Questions to answer –
1) Say whether each statement below agrees with the court decision, answering yes or no and quoting the deciding words from the court decision. (a) The order under review was entered on August 26, 2011. (b) The appellate court was divided in reversing the order. (c) Defendant's radiologist found abnormalities in the MRI of plaintiff's shoulder.
2) Please write a continuation of the court decision, starting after its last sentence.

Extracted text –
----

Decided on October 2, 2012
Published by New York State Law Reporting Bureau pursuant to Judiciary Law § 431.
This opinion is uncorrected and subject to revision before publication in the Official Reports.
Friedman, J.P., Acosta, Renwick, Richter, Abdus-Salaam, JJ.
Order, Supreme Court, New York County (George J. Silver, J.), entered August 26, 2011, which granted defendant's motion for summary judgment dismissing plaintiff's complaint, based on the failure to establish a serious injury within the meaning of Insurance Law § 5102[d], unanimously reversed, on the law, without costs, and the motion denied.
Defendant made a prima facie showing of entitlement to summary judgment as to plaintiff's claims of "significant limitation of use" of his right shoulder (Insurance Law § 5102[d]; see Spencer v Golden Eagle, Inc., 82 AD3d 589, 590 [1st Dept 2011]). Defendant submitted an expert medical report finding normal ranges of motion, as well as the report of a radiologist who opined that the MRI of plaintiff's shoulder revealed no abnormalities.

----

Dataset records –

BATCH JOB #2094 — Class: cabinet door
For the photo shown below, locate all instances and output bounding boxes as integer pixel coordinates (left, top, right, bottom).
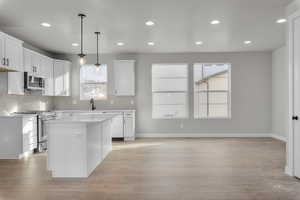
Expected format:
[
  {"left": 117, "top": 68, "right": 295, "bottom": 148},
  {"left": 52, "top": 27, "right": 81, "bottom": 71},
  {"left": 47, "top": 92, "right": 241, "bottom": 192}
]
[
  {"left": 5, "top": 36, "right": 24, "bottom": 71},
  {"left": 114, "top": 60, "right": 135, "bottom": 96},
  {"left": 23, "top": 48, "right": 34, "bottom": 74},
  {"left": 43, "top": 58, "right": 54, "bottom": 96},
  {"left": 111, "top": 115, "right": 124, "bottom": 138},
  {"left": 32, "top": 53, "right": 44, "bottom": 77},
  {"left": 7, "top": 72, "right": 24, "bottom": 95},
  {"left": 53, "top": 61, "right": 65, "bottom": 96},
  {"left": 124, "top": 116, "right": 134, "bottom": 138},
  {"left": 102, "top": 120, "right": 112, "bottom": 159},
  {"left": 23, "top": 116, "right": 37, "bottom": 153}
]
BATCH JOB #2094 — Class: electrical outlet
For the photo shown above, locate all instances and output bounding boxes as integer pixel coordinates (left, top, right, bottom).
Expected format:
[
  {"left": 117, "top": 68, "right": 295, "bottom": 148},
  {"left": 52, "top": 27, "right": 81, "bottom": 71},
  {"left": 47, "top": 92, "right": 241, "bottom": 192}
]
[{"left": 180, "top": 123, "right": 184, "bottom": 128}]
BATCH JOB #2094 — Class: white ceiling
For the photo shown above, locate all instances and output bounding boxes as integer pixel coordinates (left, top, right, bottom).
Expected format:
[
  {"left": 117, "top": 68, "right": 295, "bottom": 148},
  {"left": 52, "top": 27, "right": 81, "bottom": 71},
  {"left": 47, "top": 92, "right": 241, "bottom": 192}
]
[{"left": 0, "top": 0, "right": 291, "bottom": 53}]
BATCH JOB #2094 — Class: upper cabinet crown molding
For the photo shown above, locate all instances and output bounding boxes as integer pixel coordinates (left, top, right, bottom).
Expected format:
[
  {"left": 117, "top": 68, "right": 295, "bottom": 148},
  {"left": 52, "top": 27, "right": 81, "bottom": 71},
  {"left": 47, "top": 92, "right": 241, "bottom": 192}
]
[
  {"left": 113, "top": 60, "right": 135, "bottom": 96},
  {"left": 0, "top": 32, "right": 24, "bottom": 72}
]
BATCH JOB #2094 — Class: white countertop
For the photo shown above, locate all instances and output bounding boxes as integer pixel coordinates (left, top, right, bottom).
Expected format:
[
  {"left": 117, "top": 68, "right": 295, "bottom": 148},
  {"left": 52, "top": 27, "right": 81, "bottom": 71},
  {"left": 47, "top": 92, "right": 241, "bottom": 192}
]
[
  {"left": 46, "top": 112, "right": 120, "bottom": 123},
  {"left": 0, "top": 114, "right": 37, "bottom": 118},
  {"left": 54, "top": 109, "right": 135, "bottom": 113}
]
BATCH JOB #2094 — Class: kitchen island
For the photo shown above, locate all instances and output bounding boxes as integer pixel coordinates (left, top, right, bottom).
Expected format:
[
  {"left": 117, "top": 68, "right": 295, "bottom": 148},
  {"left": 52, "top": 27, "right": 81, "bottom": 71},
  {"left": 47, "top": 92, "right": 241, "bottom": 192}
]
[{"left": 45, "top": 113, "right": 118, "bottom": 178}]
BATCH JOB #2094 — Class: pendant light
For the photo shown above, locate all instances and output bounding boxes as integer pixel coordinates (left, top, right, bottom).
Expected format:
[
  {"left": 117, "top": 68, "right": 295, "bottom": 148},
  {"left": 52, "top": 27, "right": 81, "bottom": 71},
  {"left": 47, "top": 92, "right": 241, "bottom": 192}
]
[
  {"left": 95, "top": 32, "right": 101, "bottom": 71},
  {"left": 78, "top": 14, "right": 86, "bottom": 65}
]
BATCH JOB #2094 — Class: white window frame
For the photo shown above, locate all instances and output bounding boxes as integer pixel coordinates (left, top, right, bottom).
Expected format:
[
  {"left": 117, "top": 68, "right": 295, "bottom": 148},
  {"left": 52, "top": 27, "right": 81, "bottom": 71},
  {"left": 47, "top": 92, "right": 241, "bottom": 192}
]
[
  {"left": 193, "top": 62, "right": 232, "bottom": 120},
  {"left": 79, "top": 64, "right": 108, "bottom": 101},
  {"left": 151, "top": 63, "right": 189, "bottom": 120}
]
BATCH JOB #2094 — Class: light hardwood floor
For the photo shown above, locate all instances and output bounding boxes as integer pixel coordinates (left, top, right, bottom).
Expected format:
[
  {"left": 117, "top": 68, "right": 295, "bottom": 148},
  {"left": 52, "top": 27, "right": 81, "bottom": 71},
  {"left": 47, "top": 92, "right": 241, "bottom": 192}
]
[{"left": 0, "top": 138, "right": 300, "bottom": 200}]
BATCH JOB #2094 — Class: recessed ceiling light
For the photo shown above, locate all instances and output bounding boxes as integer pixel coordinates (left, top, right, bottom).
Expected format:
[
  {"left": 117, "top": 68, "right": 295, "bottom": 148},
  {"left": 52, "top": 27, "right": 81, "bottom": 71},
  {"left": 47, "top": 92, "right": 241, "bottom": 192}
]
[
  {"left": 117, "top": 42, "right": 124, "bottom": 46},
  {"left": 41, "top": 22, "right": 51, "bottom": 28},
  {"left": 72, "top": 43, "right": 79, "bottom": 47},
  {"left": 276, "top": 18, "right": 286, "bottom": 24},
  {"left": 210, "top": 20, "right": 221, "bottom": 25},
  {"left": 145, "top": 21, "right": 155, "bottom": 26}
]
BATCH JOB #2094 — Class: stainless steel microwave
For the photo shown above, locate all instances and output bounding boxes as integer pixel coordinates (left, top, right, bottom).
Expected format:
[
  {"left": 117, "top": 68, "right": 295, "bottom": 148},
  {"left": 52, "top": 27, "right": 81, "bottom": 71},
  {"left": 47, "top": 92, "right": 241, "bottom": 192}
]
[{"left": 24, "top": 72, "right": 45, "bottom": 90}]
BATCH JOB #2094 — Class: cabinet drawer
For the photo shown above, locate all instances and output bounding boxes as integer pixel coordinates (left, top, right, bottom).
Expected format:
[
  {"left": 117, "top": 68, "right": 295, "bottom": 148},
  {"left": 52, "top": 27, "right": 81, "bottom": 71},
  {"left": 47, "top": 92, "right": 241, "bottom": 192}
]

----

Expected results –
1)
(a) Yes: "entered August 26, 2011"
(b) No: "unanimously reversed"
(c) No: "the MRI of plaintiff's shoulder revealed no abnormalities"

2)
In opposition, plaintiff raised a triable issue of fact, since his treating physicians found a tear in his right shoulder (see Duran v Kabir, 93 AD3d 566, 567 [1st Dept 2012], Peluso v Janice Taxi Co., Inc., 77 AD3d 491, 492 [1st Dept 2010]), and recent range of motion limitations in his right shoulder (see Jacobs v Rolon, 76 AD3d 905 [1st Dept 2010]).
Since the Court of Appeals rejected "a rule that would make contemporaneous quantitative measurements a prerequisite to recovery," there was no requirement that the treating physician set forth any objective test that would have been used at that time (see Perl v Meher, 18 NY3d 208, 218 ). Dr. Cortijo's report of an examination the day after plaintiff's accident established the requisite causation (id. At 217-218 ["a contemporaneous doctor's report is important to proof of causation" (emphasis omitted)]); plaintiff was not required to submit evidence of any quantified range of motion testing performed at that time (see Biascochea v Boves, 93 AD3d 548, 548-549 [1st Dept 2012]).
We note that if plaintiff prevails at trial on his serious injury claims, he will be entitled to recovery also on his non-serious injuries caused by the accident (see Linton v Nawaz, 14 NY3d 821 ; Rubin v SMS Taxi Corp., 71 AD3d 548 ).
THIS CONSTITUTES THE DECISION AND ORDER OF THE SUPREME COURT, APPELLATE DIVISION, FIRST DEPARTMENT.